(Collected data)
---
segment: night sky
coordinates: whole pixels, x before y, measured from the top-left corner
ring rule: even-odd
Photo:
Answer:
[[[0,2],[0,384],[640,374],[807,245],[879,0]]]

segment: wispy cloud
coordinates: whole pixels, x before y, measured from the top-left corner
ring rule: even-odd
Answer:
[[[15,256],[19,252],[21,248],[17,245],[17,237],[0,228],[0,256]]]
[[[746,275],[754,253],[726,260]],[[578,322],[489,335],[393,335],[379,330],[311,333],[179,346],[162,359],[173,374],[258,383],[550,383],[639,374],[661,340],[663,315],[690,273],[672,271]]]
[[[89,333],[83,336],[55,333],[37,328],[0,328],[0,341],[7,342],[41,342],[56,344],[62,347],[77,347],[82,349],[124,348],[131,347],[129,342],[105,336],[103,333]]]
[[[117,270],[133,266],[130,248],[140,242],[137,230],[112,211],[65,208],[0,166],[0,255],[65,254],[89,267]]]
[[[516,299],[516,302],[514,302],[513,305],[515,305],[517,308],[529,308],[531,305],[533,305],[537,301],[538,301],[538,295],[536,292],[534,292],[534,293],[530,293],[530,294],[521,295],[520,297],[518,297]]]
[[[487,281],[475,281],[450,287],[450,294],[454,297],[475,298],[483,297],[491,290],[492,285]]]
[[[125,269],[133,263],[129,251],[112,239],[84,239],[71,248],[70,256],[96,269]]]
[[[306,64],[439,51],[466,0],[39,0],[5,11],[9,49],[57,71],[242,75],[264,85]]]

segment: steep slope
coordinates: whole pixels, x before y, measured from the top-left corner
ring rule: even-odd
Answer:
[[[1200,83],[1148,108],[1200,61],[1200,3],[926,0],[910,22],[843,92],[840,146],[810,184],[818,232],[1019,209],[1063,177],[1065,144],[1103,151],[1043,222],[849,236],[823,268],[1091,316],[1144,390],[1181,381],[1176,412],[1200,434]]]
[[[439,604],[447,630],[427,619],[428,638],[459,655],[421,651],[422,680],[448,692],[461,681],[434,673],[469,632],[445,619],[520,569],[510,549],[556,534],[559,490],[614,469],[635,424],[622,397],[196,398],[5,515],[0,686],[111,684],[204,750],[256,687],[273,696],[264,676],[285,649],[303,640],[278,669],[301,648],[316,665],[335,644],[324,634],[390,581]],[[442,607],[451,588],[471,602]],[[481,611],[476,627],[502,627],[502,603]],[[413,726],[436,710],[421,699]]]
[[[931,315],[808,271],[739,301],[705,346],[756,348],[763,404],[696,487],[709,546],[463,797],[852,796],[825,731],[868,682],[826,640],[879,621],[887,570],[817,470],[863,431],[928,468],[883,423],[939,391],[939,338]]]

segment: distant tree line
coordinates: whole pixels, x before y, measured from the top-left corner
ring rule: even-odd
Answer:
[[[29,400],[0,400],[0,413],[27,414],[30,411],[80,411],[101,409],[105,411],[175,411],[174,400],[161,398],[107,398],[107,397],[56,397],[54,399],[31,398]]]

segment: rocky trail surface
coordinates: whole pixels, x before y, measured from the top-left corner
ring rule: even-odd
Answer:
---
Requirement
Among the lines above, find those with the string "segment" and copy them.

The answer
segment: night sky
segment: wispy cloud
segment: steep slope
segment: distant tree line
segment: rocky trail surface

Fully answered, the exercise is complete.